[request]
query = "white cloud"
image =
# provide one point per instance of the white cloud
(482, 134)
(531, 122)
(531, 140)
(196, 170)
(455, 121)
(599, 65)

_What the task asks:_
Convert every line of the items above into a Markdown table with two columns, Row and Line, numbering each line in order and leaving out any blank lines.

_Final answer:_
| Row | Line |
|---|---|
| 1 | [request] |
| 2 | query = "white cloud" |
| 3 | image = |
| 4 | # provide one point per instance of the white cloud |
| 5 | (482, 134) |
| 6 | (531, 122) |
| 7 | (531, 140) |
| 8 | (196, 170) |
| 9 | (455, 121) |
| 10 | (599, 65) |